Of all the lines in the entries below, give again exactly those starting at the line containing "headland, one per instance" and ending at the line containing "hull, one per instance", both ends included, and no others.

====== INFORMATION PROVIDED

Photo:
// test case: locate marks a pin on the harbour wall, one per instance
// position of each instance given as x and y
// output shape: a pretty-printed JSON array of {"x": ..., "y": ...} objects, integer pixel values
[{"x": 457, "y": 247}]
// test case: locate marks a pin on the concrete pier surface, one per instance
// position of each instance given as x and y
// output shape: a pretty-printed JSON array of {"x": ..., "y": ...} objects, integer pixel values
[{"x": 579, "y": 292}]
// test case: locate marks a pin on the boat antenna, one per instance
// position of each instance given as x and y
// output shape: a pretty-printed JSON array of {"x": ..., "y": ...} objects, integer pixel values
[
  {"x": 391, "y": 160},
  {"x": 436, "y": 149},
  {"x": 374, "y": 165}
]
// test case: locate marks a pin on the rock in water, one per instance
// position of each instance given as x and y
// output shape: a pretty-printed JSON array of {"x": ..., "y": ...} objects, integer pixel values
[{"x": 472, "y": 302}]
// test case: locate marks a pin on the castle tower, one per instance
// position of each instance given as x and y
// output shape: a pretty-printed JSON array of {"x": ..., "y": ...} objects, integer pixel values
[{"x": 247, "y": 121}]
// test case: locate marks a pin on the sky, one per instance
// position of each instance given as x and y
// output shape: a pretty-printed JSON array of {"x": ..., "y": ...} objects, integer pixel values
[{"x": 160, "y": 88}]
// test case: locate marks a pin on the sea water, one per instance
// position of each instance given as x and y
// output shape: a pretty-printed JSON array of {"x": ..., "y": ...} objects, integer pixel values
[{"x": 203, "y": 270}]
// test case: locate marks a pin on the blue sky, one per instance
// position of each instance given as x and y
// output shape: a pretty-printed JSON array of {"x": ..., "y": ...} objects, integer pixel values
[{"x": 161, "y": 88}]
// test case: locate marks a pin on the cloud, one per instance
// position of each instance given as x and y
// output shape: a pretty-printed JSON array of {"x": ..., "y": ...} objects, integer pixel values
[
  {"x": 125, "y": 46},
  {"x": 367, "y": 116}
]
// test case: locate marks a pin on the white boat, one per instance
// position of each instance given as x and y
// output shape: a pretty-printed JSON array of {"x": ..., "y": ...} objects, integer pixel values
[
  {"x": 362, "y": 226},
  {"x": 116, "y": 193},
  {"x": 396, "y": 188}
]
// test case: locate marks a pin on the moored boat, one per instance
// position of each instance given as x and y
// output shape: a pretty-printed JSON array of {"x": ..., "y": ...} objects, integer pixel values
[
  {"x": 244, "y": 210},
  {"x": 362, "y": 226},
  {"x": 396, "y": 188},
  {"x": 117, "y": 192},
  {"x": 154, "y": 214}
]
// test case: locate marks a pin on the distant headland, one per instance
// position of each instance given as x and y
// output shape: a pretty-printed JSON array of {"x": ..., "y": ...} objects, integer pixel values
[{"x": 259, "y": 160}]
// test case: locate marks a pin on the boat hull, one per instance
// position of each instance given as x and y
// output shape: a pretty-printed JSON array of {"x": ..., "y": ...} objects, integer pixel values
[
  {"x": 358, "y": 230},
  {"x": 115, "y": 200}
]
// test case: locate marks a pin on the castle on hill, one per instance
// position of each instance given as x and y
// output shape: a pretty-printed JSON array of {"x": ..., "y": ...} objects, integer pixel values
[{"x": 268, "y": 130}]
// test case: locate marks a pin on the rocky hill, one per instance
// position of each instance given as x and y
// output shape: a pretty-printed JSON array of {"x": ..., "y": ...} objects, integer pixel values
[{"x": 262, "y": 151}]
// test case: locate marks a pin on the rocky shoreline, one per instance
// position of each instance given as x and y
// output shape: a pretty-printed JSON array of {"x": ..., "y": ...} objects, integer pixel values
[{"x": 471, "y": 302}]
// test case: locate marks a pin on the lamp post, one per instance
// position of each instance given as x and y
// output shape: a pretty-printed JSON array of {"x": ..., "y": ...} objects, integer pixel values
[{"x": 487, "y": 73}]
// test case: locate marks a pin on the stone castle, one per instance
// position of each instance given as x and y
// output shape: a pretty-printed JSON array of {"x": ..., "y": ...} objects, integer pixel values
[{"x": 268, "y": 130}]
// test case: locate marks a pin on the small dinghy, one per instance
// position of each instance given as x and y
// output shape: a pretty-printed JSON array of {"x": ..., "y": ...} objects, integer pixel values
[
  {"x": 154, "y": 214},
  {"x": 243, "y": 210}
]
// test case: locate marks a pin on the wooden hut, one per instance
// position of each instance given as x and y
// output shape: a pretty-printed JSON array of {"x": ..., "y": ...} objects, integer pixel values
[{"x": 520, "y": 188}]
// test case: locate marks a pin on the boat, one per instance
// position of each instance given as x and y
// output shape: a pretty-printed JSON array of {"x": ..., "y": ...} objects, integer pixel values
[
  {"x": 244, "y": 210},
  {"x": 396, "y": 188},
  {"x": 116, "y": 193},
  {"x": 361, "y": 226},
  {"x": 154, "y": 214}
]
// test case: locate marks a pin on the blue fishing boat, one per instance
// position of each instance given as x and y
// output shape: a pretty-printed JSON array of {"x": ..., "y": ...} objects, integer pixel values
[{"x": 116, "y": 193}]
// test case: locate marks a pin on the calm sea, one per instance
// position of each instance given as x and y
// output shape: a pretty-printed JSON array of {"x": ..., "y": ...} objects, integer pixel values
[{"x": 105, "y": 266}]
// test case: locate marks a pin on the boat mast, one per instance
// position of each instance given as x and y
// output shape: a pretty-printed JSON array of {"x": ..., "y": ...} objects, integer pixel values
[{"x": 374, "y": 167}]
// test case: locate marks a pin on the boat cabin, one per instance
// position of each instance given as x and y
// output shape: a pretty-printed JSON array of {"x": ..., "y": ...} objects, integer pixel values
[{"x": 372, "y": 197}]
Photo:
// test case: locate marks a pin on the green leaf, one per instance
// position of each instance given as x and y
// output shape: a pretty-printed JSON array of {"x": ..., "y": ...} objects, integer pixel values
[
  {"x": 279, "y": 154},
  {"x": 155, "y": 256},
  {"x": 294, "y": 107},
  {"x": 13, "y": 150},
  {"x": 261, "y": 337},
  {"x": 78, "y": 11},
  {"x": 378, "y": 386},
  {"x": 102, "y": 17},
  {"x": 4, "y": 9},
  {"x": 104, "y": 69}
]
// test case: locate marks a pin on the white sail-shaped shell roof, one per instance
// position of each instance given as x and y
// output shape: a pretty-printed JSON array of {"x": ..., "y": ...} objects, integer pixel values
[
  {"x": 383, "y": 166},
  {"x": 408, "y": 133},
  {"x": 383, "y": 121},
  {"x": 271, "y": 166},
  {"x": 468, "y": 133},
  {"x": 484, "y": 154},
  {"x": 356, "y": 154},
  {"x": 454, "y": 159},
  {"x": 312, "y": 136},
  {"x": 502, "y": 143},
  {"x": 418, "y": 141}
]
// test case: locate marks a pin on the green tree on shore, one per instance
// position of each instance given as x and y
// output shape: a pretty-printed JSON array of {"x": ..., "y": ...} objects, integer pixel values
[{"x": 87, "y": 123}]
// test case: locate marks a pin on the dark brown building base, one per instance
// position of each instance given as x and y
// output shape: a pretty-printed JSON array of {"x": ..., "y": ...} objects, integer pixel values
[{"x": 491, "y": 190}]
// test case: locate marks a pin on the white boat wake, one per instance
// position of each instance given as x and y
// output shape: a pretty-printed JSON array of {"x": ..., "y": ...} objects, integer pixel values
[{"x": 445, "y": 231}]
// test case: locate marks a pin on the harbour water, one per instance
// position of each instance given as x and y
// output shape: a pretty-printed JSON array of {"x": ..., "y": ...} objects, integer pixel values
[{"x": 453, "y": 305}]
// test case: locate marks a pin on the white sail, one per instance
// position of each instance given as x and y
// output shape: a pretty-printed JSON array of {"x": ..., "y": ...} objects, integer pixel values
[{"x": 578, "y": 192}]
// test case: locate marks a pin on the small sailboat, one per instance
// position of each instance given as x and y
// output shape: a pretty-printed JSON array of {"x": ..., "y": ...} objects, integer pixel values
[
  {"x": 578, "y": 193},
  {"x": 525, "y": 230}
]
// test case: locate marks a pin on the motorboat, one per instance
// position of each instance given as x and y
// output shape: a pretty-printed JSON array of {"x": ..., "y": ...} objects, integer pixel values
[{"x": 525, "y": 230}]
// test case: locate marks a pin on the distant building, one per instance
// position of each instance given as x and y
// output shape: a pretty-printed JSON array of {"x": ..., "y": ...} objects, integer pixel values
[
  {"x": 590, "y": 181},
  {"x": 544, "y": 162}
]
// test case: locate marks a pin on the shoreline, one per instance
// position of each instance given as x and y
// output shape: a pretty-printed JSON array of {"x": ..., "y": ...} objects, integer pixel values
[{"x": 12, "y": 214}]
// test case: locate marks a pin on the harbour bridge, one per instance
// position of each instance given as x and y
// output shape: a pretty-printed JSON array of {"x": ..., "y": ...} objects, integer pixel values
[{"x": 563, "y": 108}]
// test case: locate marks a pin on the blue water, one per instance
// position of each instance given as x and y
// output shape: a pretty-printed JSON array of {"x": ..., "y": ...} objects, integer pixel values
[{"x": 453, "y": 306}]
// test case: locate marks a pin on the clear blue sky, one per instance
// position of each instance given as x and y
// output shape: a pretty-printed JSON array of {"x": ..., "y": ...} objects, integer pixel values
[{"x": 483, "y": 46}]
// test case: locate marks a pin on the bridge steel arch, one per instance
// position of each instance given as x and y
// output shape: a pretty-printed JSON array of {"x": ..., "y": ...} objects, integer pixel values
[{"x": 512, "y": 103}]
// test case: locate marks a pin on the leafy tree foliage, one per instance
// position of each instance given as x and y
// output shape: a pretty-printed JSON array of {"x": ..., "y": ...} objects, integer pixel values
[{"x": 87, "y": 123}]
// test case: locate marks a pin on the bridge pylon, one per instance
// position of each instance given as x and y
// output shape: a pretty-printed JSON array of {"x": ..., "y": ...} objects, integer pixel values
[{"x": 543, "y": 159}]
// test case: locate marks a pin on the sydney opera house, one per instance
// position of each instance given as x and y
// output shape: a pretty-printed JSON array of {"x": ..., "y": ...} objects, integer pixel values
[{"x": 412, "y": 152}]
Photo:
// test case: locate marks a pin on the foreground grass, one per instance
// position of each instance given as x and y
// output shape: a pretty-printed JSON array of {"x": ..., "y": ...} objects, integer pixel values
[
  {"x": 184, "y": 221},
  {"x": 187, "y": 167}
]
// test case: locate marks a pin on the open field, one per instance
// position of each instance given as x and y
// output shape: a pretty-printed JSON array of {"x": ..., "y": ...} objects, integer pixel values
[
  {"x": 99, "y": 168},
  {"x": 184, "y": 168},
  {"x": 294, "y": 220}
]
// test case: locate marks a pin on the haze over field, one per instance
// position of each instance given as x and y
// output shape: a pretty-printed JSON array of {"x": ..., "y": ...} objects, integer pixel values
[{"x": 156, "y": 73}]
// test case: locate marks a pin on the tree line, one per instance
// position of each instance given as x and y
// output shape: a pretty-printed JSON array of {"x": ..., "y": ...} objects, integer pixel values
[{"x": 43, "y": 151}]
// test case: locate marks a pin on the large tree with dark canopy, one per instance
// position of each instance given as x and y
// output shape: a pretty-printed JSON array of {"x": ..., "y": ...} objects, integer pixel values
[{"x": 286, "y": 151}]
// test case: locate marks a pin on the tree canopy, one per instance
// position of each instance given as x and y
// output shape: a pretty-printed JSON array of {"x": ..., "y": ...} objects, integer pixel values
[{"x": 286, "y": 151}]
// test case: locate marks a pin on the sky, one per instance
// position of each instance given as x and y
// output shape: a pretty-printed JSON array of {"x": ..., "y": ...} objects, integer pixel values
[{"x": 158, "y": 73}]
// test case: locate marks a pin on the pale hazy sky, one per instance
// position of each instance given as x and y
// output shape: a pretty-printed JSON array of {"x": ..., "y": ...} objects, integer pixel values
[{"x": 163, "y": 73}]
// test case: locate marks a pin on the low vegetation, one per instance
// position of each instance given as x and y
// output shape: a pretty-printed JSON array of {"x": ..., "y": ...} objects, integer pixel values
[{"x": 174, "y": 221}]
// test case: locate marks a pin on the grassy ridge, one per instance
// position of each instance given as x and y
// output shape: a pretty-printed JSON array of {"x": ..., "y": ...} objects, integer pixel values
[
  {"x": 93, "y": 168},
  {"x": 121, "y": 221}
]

============

-- RESULT OF THE TASK --
// test case: locate marks a pin on the distant headland, one per instance
// position of each instance given as x and y
// output shape: a pretty-printed JSON array of {"x": ..., "y": ...} objects, integer pixel values
[{"x": 259, "y": 160}]
// test case: locate marks a pin on the boat hull, one per instance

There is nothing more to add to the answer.